## ASSIGNMENT:
Copy out the course description on Victorian and twentieth-century culture and George Eliot word for word, in full.

## DOCUMENT EXTRACT:
The course aims at investigating the different lines of the nineteenth and twentieth centuries cultural trends. Without excluding the study of cultural contexts between the nineteenth and twentieth centuries, the course aims at offering a representation of the literary phenomenology assuming narrativity as a means of exploring both change and continuity between the Victorian age and the Twentieth century age.
Once the epistemic-cultural framework of Victorianism has been described, we will focus on the figure of George Eliot, an artist who explored the complex network of relationships linking the great historical events to individual destinies. While examining the theme of mutual interference between different cultural spheres, Eliot often (not in Daniel Deronda, though) takes the point of view of her heroines, trapped in the ideological cages of the Victorian episteme. The cultural and axiological transformation that took place from the beginning of the Victorian era insinuated an idea of destruction within the organicistic theories. Cartesian thought, attempting an analysis of the mind and the human subject, delineated a dualistic image of a dramatically lacerated man. A specific task of the debate raised by the so-called English "physiological psychology" between the Thirties and Seventies of the nineteenth century was to attempt a resolution of the crucial problem represented by the mind-body relationship.

## GIVEN INFORMATION:
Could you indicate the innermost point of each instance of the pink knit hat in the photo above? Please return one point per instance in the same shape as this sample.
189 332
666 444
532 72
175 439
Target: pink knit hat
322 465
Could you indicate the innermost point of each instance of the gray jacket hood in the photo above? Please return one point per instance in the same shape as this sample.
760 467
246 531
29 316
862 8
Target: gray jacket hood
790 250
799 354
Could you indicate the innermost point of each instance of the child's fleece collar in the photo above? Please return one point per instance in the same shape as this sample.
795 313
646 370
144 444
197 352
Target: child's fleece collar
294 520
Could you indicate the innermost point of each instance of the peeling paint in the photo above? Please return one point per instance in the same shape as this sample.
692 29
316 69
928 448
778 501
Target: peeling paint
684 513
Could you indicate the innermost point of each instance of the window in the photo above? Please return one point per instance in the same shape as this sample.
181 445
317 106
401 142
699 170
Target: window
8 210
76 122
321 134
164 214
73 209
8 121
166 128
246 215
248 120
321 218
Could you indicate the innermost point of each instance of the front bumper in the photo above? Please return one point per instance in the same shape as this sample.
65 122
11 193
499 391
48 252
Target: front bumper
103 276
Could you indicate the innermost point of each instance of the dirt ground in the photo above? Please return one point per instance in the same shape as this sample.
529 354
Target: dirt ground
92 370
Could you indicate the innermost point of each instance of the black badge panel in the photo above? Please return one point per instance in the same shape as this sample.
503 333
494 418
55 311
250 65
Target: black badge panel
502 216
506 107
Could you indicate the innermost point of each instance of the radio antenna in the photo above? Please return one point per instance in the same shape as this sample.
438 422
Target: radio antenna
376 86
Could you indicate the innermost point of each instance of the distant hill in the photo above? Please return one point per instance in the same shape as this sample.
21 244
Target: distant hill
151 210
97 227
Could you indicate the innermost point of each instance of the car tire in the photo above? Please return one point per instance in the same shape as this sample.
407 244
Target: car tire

## RESULT:
The course aims at investigating the different lines of the nineteenth and twentieth centuries cultural trends. Without excluding the study of cultural contexts between the nineteenth and twentieth centuries, the course aims at offering a representation of the literary phenomenology assuming narrativity as a means of exploring both change and continuity between the Victorian age and the Twentieth century age.
Once the epistemic-cultural framework of Victorianism has been described, we will focus on the figure of George Eliot, an artist who explored the complex network of relationships linking the great historical events to individual destinies. While examining the theme of mutual interference between different cultural spheres, Eliot often (not in Daniel Deronda, though) takes the point of view of her heroines, trapped in the ideological cages of the Victorian episteme. The cultural and axiological transformation that took place from the beginning of the Victorian era insinuated an idea of destruction within the organicistic theories. Cartesian thought, attempting an analysis of the mind and the human subject, delineated a dualistic image of a dramatically lacerated man. A specific task of the debate raised by the so-called English "physiological psychology" between the Thirties and Seventies of the nineteenth century was to attempt a resolution of the crucial problem represented by the mind-body relationship.